EXERCISE DESCRIPTION =>
The answer must be the lines from the one that holds "Highlight canyon. Give" through the final line of the data, copied exactly, with no pictures.

··· ENTRIES SUPPLIED

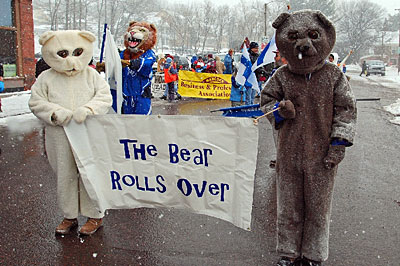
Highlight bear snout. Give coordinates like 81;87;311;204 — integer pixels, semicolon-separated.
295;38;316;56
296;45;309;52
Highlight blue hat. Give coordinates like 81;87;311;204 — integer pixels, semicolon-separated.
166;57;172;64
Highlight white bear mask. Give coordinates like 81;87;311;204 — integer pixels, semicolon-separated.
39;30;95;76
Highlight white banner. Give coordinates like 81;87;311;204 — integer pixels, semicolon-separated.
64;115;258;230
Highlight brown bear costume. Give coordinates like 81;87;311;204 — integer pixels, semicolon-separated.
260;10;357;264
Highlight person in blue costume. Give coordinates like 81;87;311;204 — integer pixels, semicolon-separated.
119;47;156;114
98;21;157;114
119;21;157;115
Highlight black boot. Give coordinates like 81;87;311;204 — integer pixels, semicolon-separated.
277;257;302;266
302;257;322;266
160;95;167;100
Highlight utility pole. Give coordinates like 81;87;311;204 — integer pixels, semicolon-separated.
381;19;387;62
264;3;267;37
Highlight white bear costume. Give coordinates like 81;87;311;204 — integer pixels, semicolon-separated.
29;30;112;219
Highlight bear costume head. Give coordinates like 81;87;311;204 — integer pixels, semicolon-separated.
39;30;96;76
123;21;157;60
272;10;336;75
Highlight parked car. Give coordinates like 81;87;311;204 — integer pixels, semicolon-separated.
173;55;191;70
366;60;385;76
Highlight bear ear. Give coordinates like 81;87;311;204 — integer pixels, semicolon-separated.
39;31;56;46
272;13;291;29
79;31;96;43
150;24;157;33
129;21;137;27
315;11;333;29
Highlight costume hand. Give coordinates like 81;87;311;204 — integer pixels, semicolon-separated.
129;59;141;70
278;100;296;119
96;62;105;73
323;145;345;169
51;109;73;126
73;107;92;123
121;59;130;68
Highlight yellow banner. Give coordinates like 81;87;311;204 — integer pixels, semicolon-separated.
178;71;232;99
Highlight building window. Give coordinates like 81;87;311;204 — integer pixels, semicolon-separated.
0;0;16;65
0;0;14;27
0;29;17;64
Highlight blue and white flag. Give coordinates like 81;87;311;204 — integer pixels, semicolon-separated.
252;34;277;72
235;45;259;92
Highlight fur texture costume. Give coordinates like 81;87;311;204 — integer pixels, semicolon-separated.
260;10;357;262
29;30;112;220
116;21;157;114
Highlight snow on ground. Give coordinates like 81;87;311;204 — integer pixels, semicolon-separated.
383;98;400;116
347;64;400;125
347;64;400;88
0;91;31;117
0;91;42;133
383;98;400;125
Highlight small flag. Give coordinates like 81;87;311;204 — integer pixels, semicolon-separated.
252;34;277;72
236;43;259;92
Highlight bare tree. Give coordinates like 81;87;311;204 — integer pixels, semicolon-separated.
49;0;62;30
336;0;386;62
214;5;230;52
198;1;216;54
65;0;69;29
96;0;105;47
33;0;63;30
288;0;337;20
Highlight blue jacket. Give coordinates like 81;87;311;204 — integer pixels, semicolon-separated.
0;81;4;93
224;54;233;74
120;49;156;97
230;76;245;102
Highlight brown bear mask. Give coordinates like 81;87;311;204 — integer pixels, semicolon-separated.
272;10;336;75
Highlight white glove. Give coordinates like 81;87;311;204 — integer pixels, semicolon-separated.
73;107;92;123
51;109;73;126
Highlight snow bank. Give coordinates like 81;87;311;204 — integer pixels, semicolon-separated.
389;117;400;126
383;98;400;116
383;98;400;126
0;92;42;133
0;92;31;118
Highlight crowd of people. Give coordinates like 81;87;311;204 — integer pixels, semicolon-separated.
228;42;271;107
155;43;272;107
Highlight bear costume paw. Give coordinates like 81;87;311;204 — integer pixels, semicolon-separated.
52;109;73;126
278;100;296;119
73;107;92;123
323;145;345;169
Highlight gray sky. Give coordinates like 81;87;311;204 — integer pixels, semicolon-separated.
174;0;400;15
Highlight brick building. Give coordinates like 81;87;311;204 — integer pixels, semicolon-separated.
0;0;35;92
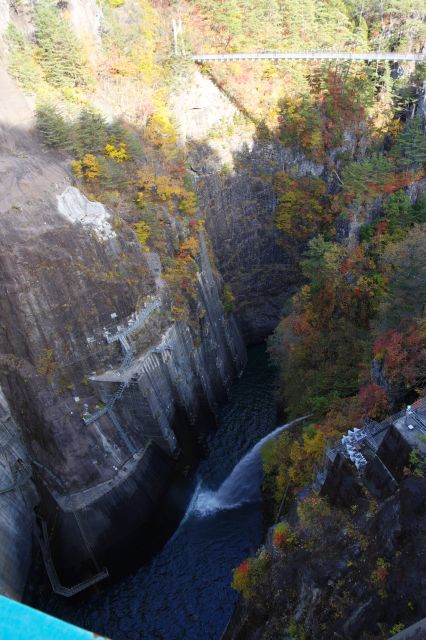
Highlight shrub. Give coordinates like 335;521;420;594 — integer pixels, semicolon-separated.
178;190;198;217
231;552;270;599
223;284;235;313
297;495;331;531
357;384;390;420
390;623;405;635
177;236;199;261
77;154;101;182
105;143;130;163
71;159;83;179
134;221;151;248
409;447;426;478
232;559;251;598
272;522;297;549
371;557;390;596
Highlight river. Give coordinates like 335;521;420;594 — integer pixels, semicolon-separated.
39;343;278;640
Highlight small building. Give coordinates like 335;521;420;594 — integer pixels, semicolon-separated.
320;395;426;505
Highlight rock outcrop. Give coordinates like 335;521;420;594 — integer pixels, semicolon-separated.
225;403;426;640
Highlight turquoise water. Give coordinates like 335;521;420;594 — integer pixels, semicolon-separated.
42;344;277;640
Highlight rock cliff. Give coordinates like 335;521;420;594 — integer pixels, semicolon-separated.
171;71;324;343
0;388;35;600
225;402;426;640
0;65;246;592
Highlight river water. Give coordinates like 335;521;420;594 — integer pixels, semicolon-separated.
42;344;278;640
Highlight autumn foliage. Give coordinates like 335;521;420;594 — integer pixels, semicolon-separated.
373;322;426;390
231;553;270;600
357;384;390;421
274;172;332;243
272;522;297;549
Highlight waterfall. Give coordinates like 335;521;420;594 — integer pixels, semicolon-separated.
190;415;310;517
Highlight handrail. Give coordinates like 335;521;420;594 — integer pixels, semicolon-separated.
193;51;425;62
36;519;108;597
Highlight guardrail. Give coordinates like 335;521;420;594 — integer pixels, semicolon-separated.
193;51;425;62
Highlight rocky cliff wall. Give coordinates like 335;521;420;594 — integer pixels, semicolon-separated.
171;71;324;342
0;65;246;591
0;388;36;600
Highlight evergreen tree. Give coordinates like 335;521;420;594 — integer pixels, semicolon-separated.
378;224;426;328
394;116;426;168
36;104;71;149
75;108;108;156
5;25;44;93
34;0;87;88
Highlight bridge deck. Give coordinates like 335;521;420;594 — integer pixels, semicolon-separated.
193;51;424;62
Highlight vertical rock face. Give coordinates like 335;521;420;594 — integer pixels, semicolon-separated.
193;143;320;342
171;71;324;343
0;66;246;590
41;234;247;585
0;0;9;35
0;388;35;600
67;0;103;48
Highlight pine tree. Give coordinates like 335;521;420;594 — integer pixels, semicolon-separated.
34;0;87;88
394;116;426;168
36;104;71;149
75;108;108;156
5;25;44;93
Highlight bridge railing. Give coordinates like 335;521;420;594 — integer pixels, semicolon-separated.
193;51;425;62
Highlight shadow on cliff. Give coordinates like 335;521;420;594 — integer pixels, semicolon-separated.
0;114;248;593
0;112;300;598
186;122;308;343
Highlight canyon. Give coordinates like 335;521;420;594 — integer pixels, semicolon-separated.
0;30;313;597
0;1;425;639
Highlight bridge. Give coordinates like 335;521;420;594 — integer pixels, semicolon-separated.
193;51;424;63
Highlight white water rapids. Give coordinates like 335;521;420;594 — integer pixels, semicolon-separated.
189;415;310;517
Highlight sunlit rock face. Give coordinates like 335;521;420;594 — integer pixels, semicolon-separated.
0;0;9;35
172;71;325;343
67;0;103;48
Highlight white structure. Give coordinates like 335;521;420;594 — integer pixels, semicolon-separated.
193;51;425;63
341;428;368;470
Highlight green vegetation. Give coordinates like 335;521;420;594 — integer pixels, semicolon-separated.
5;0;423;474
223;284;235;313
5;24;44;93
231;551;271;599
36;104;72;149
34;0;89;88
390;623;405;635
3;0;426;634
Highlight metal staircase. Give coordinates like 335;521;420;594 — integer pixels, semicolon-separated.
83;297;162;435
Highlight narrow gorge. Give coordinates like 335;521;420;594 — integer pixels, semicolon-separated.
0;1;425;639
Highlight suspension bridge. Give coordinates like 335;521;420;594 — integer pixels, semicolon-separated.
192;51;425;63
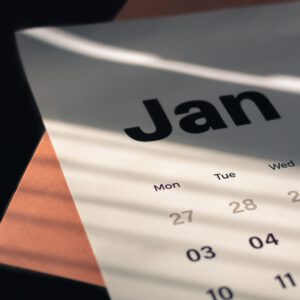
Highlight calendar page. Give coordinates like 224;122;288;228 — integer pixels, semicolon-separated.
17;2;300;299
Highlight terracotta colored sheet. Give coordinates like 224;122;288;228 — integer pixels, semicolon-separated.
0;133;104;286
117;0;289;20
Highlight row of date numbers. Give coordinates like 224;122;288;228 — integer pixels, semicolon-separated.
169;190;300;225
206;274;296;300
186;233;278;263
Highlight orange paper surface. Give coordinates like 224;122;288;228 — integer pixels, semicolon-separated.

······

RESULT BELOW =>
Highlight canyon. Give coordinates like 335;521;420;594 — integer pixels, semicolon-separated.
0;30;313;597
0;1;425;639
Highlight bridge. Give coordinates like 335;521;420;594 — integer pixels, semicolon-separated.
193;51;424;63
Highlight white water rapids. Give coordinates like 335;521;420;594 — integer pixels, semicolon-separated.
189;415;310;517
Highlight sunlit rock face. Give coordinates like 335;521;420;594 — integer pixels, semicolon-separated.
0;0;9;35
172;71;325;343
67;0;103;48
Highlight white structure. Give coordinates like 335;521;420;594 — integer pixels, semicolon-separated.
193;51;425;63
341;428;368;470
Highlight green vegetation. Give coordinates like 335;521;420;594 — integer pixels, semicolon-separated.
5;0;423;474
223;284;235;313
5;24;44;93
231;551;271;599
36;104;72;149
34;0;89;88
390;623;405;635
3;0;426;634
Highlight metal staircase. Give coordinates like 335;521;420;594 — integer pixels, semicolon-separated.
83;297;162;435
Highlight narrow gorge. Give coordinates like 335;521;420;594 — integer pixels, semicolon-separated.
0;1;425;639
Highlight suspension bridge. Give coordinates like 335;521;420;594 — integer pixels, semicolon-separated.
192;51;425;63
Highlight calendar page. Give coordinates like 224;122;288;228 — integer pixels, semicolon-separated.
17;2;300;299
Highlight terracotta colored sheet. Give coordinates like 224;122;288;228 — integer pixels, semicolon-separated.
0;133;104;286
117;0;289;20
Highlight row of date numbers. Give coordinates like 224;122;288;228 — integer pixels, semicolon-separated.
169;190;300;225
206;274;296;300
186;233;278;263
Highlight orange paper surface. Give coordinates like 224;122;288;228 — integer pixels, semicolon-separated.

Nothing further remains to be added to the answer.